##### LISTED ENTRIES

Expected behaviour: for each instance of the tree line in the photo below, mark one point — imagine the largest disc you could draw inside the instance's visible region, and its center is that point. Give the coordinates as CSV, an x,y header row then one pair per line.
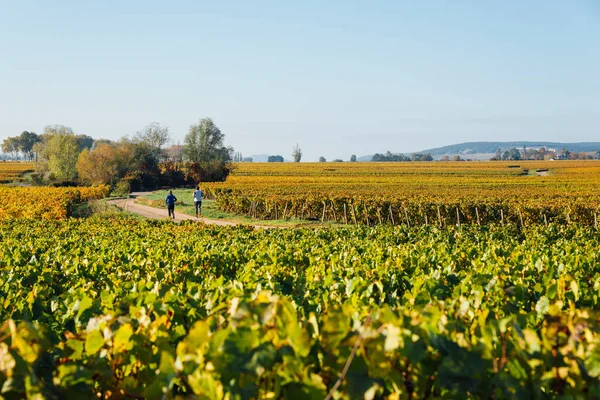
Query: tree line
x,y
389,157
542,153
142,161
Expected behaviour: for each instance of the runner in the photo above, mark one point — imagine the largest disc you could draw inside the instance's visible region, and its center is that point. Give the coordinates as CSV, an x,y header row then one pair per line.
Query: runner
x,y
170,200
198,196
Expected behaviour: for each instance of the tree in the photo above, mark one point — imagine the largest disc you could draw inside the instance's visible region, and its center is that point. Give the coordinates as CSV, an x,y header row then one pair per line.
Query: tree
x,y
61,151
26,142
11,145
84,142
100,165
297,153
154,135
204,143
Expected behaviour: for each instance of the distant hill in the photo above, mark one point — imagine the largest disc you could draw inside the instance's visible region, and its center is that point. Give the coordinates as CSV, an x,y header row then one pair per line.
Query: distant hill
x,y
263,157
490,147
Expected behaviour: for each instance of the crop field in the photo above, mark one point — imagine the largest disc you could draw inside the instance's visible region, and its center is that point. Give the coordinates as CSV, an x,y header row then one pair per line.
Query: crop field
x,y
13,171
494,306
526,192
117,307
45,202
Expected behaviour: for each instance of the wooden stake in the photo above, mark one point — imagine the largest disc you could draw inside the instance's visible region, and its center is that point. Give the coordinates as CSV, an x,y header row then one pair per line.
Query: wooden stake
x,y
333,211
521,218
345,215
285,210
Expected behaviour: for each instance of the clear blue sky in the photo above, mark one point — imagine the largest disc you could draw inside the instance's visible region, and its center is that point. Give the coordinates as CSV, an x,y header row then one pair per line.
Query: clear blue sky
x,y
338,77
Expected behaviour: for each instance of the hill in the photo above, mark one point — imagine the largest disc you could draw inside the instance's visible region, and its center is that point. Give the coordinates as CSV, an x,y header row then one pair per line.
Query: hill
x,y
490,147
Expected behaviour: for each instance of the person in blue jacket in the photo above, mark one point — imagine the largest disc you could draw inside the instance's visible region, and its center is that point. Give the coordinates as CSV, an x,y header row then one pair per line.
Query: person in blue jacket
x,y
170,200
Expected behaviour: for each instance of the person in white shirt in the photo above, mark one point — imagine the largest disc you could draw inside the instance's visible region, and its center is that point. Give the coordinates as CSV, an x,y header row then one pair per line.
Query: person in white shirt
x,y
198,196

##########
##### LISTED ENTRIES

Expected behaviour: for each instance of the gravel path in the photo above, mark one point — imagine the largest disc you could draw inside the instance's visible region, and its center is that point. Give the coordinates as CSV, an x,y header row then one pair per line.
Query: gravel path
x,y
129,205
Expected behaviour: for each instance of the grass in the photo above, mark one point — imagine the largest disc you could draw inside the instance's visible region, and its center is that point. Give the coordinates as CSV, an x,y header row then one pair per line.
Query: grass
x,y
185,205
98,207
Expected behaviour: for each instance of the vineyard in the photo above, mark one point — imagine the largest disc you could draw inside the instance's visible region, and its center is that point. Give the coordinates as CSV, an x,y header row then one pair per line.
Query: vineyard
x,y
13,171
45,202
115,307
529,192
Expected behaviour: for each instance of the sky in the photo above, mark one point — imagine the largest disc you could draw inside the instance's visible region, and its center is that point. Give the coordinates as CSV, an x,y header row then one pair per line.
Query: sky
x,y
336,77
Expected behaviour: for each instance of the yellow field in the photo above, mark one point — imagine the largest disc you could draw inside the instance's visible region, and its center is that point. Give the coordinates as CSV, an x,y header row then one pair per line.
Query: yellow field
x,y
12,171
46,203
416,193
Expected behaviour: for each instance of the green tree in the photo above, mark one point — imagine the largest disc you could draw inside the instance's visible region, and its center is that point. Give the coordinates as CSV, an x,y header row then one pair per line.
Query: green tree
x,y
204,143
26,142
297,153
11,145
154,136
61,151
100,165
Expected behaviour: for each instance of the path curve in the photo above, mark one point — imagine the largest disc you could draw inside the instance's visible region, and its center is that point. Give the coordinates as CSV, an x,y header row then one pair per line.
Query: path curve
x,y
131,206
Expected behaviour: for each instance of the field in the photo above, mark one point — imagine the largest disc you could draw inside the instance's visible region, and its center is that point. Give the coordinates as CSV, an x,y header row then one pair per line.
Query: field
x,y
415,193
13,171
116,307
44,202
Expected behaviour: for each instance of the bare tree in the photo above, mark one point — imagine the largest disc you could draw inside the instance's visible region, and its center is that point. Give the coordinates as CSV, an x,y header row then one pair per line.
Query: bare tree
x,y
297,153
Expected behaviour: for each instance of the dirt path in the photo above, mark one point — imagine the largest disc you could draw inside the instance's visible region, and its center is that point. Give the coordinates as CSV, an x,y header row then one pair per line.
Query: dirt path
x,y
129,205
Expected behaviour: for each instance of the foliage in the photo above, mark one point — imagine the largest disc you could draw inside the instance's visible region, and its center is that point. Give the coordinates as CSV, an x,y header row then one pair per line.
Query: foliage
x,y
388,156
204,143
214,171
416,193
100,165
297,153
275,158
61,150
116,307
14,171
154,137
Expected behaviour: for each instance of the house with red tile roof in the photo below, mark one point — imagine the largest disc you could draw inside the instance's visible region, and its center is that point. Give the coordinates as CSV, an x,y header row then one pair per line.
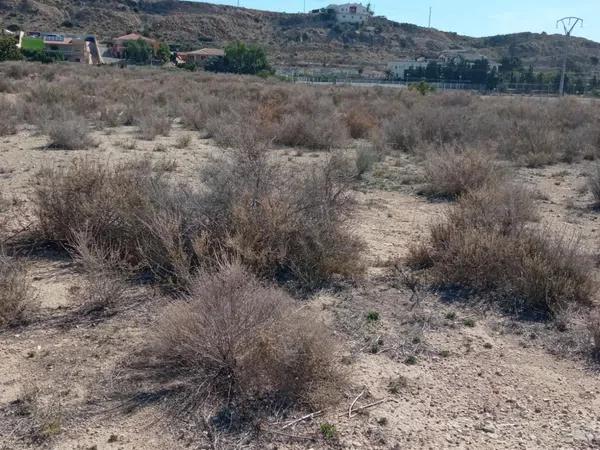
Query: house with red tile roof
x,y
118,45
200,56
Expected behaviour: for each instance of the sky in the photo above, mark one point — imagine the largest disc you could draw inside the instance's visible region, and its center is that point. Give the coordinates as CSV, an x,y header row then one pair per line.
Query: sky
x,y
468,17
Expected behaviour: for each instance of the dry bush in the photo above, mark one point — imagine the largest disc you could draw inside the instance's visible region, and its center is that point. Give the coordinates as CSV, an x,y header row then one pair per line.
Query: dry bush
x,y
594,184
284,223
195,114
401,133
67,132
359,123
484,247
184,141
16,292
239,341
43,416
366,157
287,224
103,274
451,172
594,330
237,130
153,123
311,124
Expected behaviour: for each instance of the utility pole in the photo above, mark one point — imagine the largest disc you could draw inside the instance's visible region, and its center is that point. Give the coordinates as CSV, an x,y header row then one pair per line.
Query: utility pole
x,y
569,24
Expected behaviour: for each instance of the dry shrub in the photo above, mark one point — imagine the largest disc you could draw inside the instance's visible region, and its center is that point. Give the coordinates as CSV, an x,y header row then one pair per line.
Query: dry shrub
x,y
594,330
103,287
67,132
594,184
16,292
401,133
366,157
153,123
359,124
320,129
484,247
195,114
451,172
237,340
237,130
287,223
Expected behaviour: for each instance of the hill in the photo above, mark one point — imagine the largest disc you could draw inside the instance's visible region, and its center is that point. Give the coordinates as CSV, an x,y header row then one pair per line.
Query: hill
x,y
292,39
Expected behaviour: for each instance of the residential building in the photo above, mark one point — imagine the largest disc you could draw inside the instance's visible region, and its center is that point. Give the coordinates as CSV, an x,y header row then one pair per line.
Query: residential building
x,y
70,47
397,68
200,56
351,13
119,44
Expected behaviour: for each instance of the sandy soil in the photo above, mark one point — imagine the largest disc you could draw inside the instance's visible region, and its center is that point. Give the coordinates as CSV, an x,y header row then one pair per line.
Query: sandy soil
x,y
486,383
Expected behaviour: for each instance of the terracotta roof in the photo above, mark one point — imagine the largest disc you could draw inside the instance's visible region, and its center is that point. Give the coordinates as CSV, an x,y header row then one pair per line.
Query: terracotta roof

##########

▸ **GOAL**
List every line in the records above that contains the word "with". Copy each such line in full.

▸ **RESPONSE**
Expected behaviour: for each instance of the house with red tile roof in the photo below, mark one point — imagine the largest disc you could draw inside the instance's visible region, and its center is that point. Give the coordinates as CSV, an x,y header row then one pair per line.
Query: house with red tile roof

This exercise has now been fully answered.